→ Énoncé de l'exercice: Convertis en liste JSON de chaînes les lignes des enregistrements, en commençant au début de ceux-ci et en finissant par la ligne qui contient « 35), (189, 34)] » incluse, à raison d'une chaîne par ligne et sans les lignes vides. Laisse les images en dehors de la réponse.

→ Support de l'exercice:
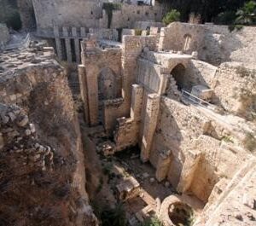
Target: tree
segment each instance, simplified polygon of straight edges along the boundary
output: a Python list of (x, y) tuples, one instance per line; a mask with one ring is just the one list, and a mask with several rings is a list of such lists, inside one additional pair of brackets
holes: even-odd
[(0, 22), (15, 30), (21, 28), (20, 14), (15, 5), (8, 0), (0, 0)]
[(249, 1), (237, 10), (236, 24), (254, 25), (256, 23), (256, 2)]
[(164, 17), (163, 23), (165, 23), (166, 25), (168, 25), (174, 21), (179, 21), (179, 20), (180, 20), (180, 12), (178, 12), (177, 9), (172, 9)]

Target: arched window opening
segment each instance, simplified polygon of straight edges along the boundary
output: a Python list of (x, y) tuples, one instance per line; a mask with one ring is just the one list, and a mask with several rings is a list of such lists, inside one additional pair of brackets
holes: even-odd
[(186, 68), (182, 65), (177, 65), (171, 72), (171, 76), (175, 79), (177, 90), (182, 90), (186, 88)]
[(185, 34), (184, 35), (184, 39), (185, 39), (185, 43), (184, 43), (184, 51), (189, 51), (190, 49), (190, 45), (191, 45), (191, 35), (189, 34)]

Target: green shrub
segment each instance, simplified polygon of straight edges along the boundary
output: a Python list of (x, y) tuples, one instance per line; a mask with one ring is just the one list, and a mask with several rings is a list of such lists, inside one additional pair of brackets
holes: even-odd
[(179, 21), (180, 20), (180, 12), (178, 12), (177, 9), (172, 9), (169, 13), (167, 13), (164, 19), (163, 23), (166, 25), (168, 25), (170, 23)]
[(256, 2), (249, 1), (236, 12), (236, 24), (255, 25), (256, 24)]
[(135, 35), (141, 36), (143, 33), (142, 29), (135, 29)]
[(143, 226), (164, 226), (164, 224), (156, 217), (153, 217), (146, 219)]
[(253, 133), (247, 133), (244, 141), (244, 147), (252, 153), (256, 151), (256, 136)]
[(222, 12), (214, 19), (214, 23), (218, 25), (232, 25), (236, 20), (236, 12)]

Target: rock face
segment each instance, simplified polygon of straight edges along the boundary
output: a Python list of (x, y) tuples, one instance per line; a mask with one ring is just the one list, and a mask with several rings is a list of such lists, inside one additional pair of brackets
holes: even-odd
[(96, 225), (67, 79), (42, 55), (1, 55), (0, 225)]

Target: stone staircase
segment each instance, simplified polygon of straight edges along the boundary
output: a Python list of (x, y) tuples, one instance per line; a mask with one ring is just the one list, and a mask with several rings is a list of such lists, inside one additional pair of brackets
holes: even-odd
[(167, 90), (167, 96), (175, 96), (177, 98), (180, 98), (182, 96), (180, 90), (177, 89), (177, 82), (172, 75), (169, 77), (169, 88)]

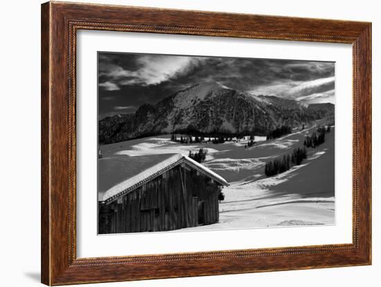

→ Réponse à l'exercice:
[
  "Target: tree",
  "segment each instance, simplified polygon of straight edges along the boundary",
  "output: a Python list of (x, y) tuples, one instance per line; a mask with one ring is just the one list, and a mask with several rings is a list of such lists, inside one additional pair of brackets",
  "holes: even-odd",
  "[(0, 22), (15, 30), (21, 28), (20, 14), (15, 5), (8, 0), (0, 0)]",
  "[(249, 1), (237, 10), (236, 24), (254, 25), (256, 23), (256, 2)]",
  "[(164, 17), (163, 23), (165, 23), (166, 25), (168, 25), (174, 21), (179, 21), (179, 20), (180, 20), (180, 12), (178, 12), (177, 9), (172, 9)]",
  "Target: arched window opening",
  "segment each instance, simplified polygon of straight edges along the boundary",
  "output: a Python list of (x, y) tuples, one instance per line; a mask with one ring is just the one list, and a mask with several rings is a list of such lists, inside one additional pair of brackets",
  "holes: even-odd",
  "[(186, 68), (182, 65), (177, 65), (171, 72), (171, 76), (175, 79), (177, 90), (182, 90), (186, 88)]",
  "[(185, 34), (184, 35), (184, 39), (185, 39), (185, 43), (184, 43), (184, 51), (189, 51), (190, 49), (190, 45), (191, 45), (191, 35), (189, 34)]"
]